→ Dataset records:
--------------------------------------------------

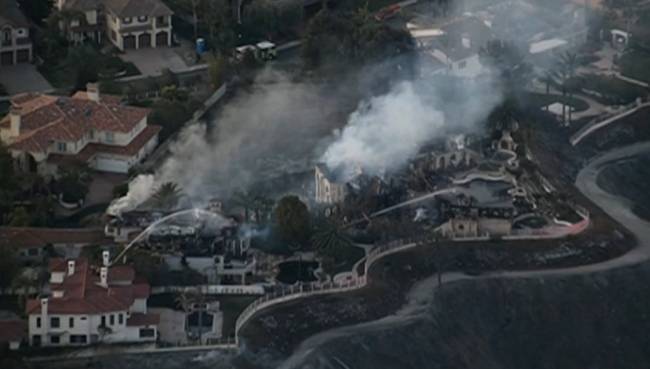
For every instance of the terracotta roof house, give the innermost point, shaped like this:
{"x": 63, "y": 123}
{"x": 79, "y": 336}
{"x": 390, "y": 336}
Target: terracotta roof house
{"x": 128, "y": 24}
{"x": 85, "y": 19}
{"x": 45, "y": 132}
{"x": 31, "y": 243}
{"x": 15, "y": 44}
{"x": 91, "y": 305}
{"x": 12, "y": 333}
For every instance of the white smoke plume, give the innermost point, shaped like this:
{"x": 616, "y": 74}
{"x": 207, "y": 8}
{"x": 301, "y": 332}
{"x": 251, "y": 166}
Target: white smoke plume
{"x": 385, "y": 132}
{"x": 259, "y": 134}
{"x": 140, "y": 189}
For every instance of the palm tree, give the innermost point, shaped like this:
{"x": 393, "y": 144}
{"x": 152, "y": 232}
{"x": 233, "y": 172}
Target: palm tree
{"x": 167, "y": 196}
{"x": 263, "y": 206}
{"x": 330, "y": 238}
{"x": 547, "y": 78}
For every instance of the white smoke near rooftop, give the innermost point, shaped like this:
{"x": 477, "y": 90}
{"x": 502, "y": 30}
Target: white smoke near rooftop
{"x": 263, "y": 133}
{"x": 385, "y": 132}
{"x": 140, "y": 189}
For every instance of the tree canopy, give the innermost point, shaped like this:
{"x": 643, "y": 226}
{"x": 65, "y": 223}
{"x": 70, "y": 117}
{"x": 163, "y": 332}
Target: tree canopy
{"x": 293, "y": 221}
{"x": 351, "y": 37}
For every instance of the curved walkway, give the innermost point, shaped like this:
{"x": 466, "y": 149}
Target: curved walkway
{"x": 420, "y": 296}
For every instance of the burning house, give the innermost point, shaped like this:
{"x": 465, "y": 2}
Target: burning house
{"x": 331, "y": 186}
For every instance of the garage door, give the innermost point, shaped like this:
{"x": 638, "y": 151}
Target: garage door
{"x": 129, "y": 42}
{"x": 23, "y": 56}
{"x": 161, "y": 39}
{"x": 144, "y": 41}
{"x": 111, "y": 165}
{"x": 7, "y": 58}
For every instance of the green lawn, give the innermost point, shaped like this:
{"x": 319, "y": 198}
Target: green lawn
{"x": 107, "y": 67}
{"x": 542, "y": 100}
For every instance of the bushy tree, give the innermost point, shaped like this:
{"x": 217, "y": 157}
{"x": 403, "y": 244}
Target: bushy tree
{"x": 20, "y": 217}
{"x": 36, "y": 10}
{"x": 351, "y": 37}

--------------------------------------------------

→ Assignment: For the entries above, state how many lines contain the word "this". Provide the number by itself.

→ Response to the task: 10